**THE TASK**
Transcribe everything in the records, dropping and changing nothing.

**INPUT DATA**
::::

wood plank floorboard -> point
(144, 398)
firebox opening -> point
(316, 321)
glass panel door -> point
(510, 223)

::::

**TASK OUTPUT**
wood plank floorboard -> point
(144, 398)
firebox opening -> point
(316, 321)
glass panel door -> point
(510, 223)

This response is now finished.